# START OF SOURCE TEXT

Fanuel Nyateng v Town Council of Muhoroni [2018] KECA 253 (KLR)

Fanuel Nyateng v Town Council of Muhoroni [2018] KECA 253 (KLR)

IN THE COURT OF APPEAL

AT KISUMU

(CORAM: E. M. GITHINJI, JA. (IN CHAMBERS)

CIVIL APPLICATION NO. 73 OF 2017

BETWEEN

FANUEL NYATENG ...................................................................APPLICANT

VERSUS

THE TOWN COUNCIL OF MUHORONI............................RESPONSENT

(Being an application for extension of time limited for filing of the applicant’s Notice of Appeal in the intended appeal from the judgment and decree of the High Court of Kenya, Environment and Land Court at Kisumu, (Kibunja, J.) dated 14th day of June, 2017

in

ENVIRONMENT & LAND COURT CAUSE NO. 136 OF 2012)

***************************************************

RULING

[1]  This is an application under Rule 4 Court of Appeal Rules for orders that leave to file notice of appeal out of time be granted and that upon granting leave the notice of appeal lodged on 30th June, 2017 be deemed as properly filed.

[2] The application is supported by the affidavit of Bruce Odeny, the applicant’s advocate.  It is opposed on the grounds in the replying affidavit of Benjamin Odhiambo, the respondent’s advocate.  However, the respondent’s advocate did not attend the hearing of the application although served with a hearing notice.

[3]  The principles for granting extension of time are well known.  The applicant has to show, inter alia, that, the intended appeal or appeal is not frivolous, that the delay is not inordinate and that if time is extended, the respondent would not suffer undue prejudice.

[4] The applicant filed a suit in the Environment and Land Court (ELC) seeking a permanent injunction in respect of plot No. 092 Swahili Mjini within Town Council of Muhoroni

The applicant claimed that he was allocated the plot in 1978 by Kisumu County Council, that he had been paying rates; that he had built a semi-permanent building; that he presented building plans for proposed permanent building and paid the requisite fees; that he commenced construction but was later stopped by market master for the reason that his plot was not on the place he was building and that the applicant instructed surveyor who confirmed that his plot was on the place he was occupying.

# END OF SOURCE TEXT
# START OF PROVIDED MATERIAL

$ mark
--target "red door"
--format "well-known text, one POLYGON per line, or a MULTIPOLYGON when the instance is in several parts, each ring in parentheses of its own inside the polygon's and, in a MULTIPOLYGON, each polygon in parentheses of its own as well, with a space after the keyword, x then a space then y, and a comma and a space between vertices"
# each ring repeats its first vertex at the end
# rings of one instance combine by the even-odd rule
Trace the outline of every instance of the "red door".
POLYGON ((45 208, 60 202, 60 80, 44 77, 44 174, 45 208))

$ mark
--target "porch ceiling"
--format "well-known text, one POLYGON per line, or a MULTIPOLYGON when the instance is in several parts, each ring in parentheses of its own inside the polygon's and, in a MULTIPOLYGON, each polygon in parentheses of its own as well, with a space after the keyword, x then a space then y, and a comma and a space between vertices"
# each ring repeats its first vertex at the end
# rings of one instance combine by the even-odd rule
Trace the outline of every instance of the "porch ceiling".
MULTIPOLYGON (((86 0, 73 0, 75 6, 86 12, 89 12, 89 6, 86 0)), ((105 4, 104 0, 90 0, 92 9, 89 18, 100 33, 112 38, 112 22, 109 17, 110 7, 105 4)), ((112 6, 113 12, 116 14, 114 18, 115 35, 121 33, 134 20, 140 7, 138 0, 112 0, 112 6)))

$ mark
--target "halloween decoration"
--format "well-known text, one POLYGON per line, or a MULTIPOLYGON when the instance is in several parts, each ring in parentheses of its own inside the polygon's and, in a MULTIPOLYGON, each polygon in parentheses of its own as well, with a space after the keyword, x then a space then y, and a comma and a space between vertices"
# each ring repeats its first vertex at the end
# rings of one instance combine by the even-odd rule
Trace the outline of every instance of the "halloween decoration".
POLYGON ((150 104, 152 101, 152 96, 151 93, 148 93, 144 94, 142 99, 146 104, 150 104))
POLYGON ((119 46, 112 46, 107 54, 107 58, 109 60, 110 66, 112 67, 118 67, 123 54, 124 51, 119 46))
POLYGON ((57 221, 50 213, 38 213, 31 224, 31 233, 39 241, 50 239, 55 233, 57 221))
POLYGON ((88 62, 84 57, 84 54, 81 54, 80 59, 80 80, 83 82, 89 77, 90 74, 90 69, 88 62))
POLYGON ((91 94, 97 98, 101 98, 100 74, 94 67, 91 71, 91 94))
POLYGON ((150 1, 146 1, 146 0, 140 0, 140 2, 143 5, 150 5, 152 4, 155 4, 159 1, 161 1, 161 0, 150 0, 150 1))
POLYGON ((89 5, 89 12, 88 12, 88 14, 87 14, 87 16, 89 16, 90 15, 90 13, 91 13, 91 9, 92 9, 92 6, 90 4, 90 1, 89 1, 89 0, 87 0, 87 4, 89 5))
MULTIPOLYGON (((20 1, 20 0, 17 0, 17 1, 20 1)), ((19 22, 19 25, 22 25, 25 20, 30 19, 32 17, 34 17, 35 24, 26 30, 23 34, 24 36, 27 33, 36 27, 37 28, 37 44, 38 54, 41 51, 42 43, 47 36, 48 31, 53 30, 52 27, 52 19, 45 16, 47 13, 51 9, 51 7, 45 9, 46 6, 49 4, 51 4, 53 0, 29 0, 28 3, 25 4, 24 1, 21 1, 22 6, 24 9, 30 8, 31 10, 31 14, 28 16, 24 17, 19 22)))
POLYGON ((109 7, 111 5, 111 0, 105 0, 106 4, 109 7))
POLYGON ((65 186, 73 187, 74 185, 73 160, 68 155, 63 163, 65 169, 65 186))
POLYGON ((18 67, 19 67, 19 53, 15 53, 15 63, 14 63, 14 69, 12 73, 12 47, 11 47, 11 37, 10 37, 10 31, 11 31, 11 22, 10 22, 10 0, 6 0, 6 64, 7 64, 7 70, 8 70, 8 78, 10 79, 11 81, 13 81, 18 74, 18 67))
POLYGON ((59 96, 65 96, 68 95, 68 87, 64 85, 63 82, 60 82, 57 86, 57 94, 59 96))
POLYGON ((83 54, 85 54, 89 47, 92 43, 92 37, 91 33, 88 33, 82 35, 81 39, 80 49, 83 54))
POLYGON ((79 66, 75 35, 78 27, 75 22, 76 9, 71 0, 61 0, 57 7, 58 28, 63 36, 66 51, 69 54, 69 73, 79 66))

# END OF PROVIDED MATERIAL

TASK LIST —
A – Using the Muhoroni ruling, decide whether each statement agrees with it, answering yes or no and quoting the words that settle it: (i) the application is backed by an affidavit from the applicant's advocate; (ii) the respondent's advocate attended the hearing; (iii) the applicant claimed Kisumu County Council allocated him the plot in 1978.
B – According to the Muhoroni ruling, which plot did the applicant's suit seek a permanent injunction over?
C – Write the next part of the Muhoroni ruling, picking up after its final sentence.
The records have no connection to the Muhoroni ruling.

ANSWER SET —
A –
(i) Yes: "The application is supported by the affidavit of Bruce Odeny, the applicant’s advocate."
(ii) No: "the respondent’s advocate did not attend the hearing of the application although served with a hearing notice."
(iii) Yes: "he was allocated the plot in 1978 by Kisumu County Council"

B – Plot No. 092 Swahili Mjini within Town Council of Muhoroni.

C –
[5] It appears from the judgment that there was no appearance for the respondent at the hearing of the suit.  However, the judgment shows that respondent’s defence was that the proposed development had not been approved and that the respondent was only showing the applicant the extent of his plot.  The court however dismissed the suit mainly on the ground that the applicant had not produced a letter of allotment. The court said in part:

“… in the absence of a formal letter of allotment or lease in favour of the plaintiff, the court is unable to confirm whether Plot No. 092 occupied by the plaintiff was so occupied on temporary occupation license basis or any other arrangement.

Secondly, the court is not in a position to know whether the plaintiff’s plot No. 092 changed to Plot No. 90 after the 207 physical planning departments exercise.”

The court was of the view that the applicant should engage the respondent so as to obtain a formal letter of allotment or lease for the plot and confirmation of whether his entitlement is Plot 90 or 092.

[6] The respondent’s counsel averred in the replying affidavit that since the applicant failed to produce a letter of allotment, he does not have an arguable case.

The applicant has filed a draft memorandum of appeal containing nine proposed grounds of appeal. Ms. Imbaya for the applicant submitted that the applicant has been in possession of the plot for 30 years without interference from the respondent; that he has been paying rates; that respondent has not objected to the developments already made and that it is the applicant who moved the ELC for a relief and not the respondent.

[7] I have considered the applicant’s case and the respondent’s case as disclosed in the impugned judgment.  It seems that the respondent’s case is not that the applicant is not entitled to a plot.  Rather, the respondent’s case seems to be that the applicant is occupying a wrong plot.

All considered, I am satisfied that the intended appeal is not frivolous.

[8]  The judgement of ELC was delivered on 14th June, 2017.  The applicant lodged the Notice of Appeal dated 28/6/2017 on 30th June, 2017.  The 14 days within which to lodge the Notice of appeal expired on or about 28th June, 2017. 

The applicant’s counsel explains in the supporting affidavit that the notice of appeal was presented to the Registry on the morning of 28th June, 2017 but the Deputy Registrar was not available to sign it; that the notice was left at the registry and was signed on 30th June, 2017.          

It is apparent that the notice of appeal was presented at the registry within the stipulated 14 days but was signed by the Deputy Registrar 2 days later.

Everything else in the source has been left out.